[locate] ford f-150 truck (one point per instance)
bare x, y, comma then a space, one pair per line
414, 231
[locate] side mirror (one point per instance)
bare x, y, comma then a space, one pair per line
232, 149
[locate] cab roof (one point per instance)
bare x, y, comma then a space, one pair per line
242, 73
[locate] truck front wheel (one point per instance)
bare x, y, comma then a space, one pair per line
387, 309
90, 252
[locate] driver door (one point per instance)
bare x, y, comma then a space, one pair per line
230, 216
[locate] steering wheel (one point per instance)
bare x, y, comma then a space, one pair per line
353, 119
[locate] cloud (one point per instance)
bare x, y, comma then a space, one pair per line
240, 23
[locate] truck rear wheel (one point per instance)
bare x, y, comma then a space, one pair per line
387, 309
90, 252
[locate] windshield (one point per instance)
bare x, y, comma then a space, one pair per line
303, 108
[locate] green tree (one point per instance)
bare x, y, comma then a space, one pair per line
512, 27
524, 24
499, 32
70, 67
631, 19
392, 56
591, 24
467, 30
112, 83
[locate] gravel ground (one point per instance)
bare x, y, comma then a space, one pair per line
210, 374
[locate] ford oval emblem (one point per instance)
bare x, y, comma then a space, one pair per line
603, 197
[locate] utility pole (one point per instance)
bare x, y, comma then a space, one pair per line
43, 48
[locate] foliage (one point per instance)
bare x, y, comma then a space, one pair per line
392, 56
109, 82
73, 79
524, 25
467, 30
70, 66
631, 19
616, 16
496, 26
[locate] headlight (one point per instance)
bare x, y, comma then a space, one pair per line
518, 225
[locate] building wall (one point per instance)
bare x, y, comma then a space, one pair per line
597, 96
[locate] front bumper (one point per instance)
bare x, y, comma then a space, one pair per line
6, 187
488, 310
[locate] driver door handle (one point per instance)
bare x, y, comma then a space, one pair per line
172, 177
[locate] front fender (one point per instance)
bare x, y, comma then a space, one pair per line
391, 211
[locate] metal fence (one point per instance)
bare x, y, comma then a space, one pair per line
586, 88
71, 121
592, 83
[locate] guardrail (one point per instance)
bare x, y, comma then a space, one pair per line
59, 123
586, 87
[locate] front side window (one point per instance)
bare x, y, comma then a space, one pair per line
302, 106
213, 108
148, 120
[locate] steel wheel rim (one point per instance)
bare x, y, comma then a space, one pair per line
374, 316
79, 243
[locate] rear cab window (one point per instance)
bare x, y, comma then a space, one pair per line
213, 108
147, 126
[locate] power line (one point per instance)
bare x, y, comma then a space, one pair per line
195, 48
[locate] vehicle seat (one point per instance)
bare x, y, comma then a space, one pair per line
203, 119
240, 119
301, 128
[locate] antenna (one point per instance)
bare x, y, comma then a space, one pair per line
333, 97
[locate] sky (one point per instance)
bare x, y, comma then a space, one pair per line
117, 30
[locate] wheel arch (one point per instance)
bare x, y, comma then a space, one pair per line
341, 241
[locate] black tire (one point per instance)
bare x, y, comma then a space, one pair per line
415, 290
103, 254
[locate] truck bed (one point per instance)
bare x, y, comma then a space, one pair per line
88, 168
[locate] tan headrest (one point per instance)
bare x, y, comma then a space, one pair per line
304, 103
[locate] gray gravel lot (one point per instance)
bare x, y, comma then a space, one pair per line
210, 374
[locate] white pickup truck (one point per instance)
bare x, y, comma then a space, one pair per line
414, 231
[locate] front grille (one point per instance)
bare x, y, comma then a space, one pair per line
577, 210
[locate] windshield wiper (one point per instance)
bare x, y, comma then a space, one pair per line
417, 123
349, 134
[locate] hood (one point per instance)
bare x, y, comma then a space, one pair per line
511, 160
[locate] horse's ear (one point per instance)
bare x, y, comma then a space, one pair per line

○ ○ ○

§ **Directions for this task**
Please print the records above exactly, leaving nothing out.

§ **Answer for the task**
[locate] ford f-150 truck (one point per instance)
bare x, y, comma then a space, one pair per line
414, 231
[locate] side mirror (one point per instance)
bare x, y, comma then a space, one pair per line
232, 149
[locate] cab roof (one point per instance)
bare x, y, comma then a space, one pair per line
242, 73
[locate] truck front wheel (one point per instance)
bare x, y, comma then a space, one pair per line
387, 309
90, 252
[locate] driver door (one point per instance)
bare x, y, comma then a space, one pair per line
230, 216
[locate] steering wheel (one point per instance)
bare x, y, comma then a space, one pair per line
353, 119
[locate] cloud (one point per instance)
bare x, y, comma then a space, one pair per line
240, 23
[locate] truck rear wheel (one point per instance)
bare x, y, comma then a space, one pair per line
387, 309
90, 252
[locate] windshield (one point per instance)
bare x, y, comma then a space, one pair per line
303, 108
[locate] green tree (one point per instance)
bare x, y, comma then a space, one pair per line
512, 27
524, 24
499, 32
70, 67
631, 19
392, 56
591, 24
467, 30
112, 83
[locate] gravel ground (one point per instance)
bare x, y, comma then a space, one pair per line
210, 374
[locate] ford oval emblem (one point per instance)
bare x, y, comma then a space, one pair per line
603, 197
[locate] utility pole (one point per instance)
bare x, y, comma then a space, one pair per line
43, 48
[locate] foliage (one point per instance)
bare x, y, comma then a space, one pair per line
392, 56
109, 82
73, 79
524, 25
467, 30
70, 66
631, 19
616, 16
496, 26
[locate] headlight (one point per instance)
bare x, y, comma then a space, one pair per line
518, 225
[locate] building wall (one point per instance)
bare x, y, comma then a space, one pair per line
597, 96
[locate] front bumper (one point per instance)
bare x, y, comma then a space, one pair per line
6, 187
488, 310
[locate] driver door handle (one point per instance)
bare x, y, comma then a space, one pair per line
172, 177
[locate] front fender (one point per instance)
bare x, y, comma then a space, one pair per line
391, 211
[locate] metal fence (one point per instance)
bare x, y, comma then a space, one pair per line
586, 88
71, 121
592, 83
[locate] guardrail (one point per instance)
bare x, y, comma then a space, one pair per line
59, 123
586, 87
[locate] front side window (one point per instance)
bare x, y, comma then a space, one pair per line
302, 106
213, 108
148, 120
[locate] steel wheel rim (one point per instance)
bare x, y, comma then a space, one pair per line
374, 316
79, 243
[locate] rear cab window (one point per instance)
bare x, y, comma then a space, one pair per line
213, 108
147, 126
[locate] power line (one point per instance)
bare x, y, comma then a space, one pair per line
195, 48
[locate] vehicle seat (one point per instance)
bare x, y, comma then a space, one pair per line
203, 119
240, 119
301, 128
[locate] antenna (one point per instance)
bare x, y, comma then a space, one pair per line
333, 97
[locate] sky (one point per instance)
bare x, y, comma then a space, one pair per line
117, 30
[locate] wheel arch (one point per instance)
bare x, y, comma then a space, one pair per line
341, 241
[locate] black tire (one point per instance)
bare x, y, comma then a space, one pair per line
415, 290
103, 254
[locate] truck bed (one point per instance)
bare x, y, comma then a space, one pair per line
88, 168
[locate] tan headrest (one point per instance)
bare x, y, comma then a space, one pair per line
304, 103
[locate] gray gravel lot (one point per instance)
bare x, y, comma then a space, one pair per line
210, 374
[locate] white pickup truck (one point per instance)
bare x, y, comma then a space, one pair per line
414, 231
[locate] front grille (one point per instance)
bare x, y, comma then a space, one pair per line
577, 210
[locate] windshield wiper (one point per instance)
bare x, y, comma then a space, one pair per line
417, 123
349, 134
[locate] hood (one point per instance)
bare x, y, comma then a space, one pair per line
511, 160
[locate] horse's ear (one point per instance)
bare x, y, comma then a space, one pair per line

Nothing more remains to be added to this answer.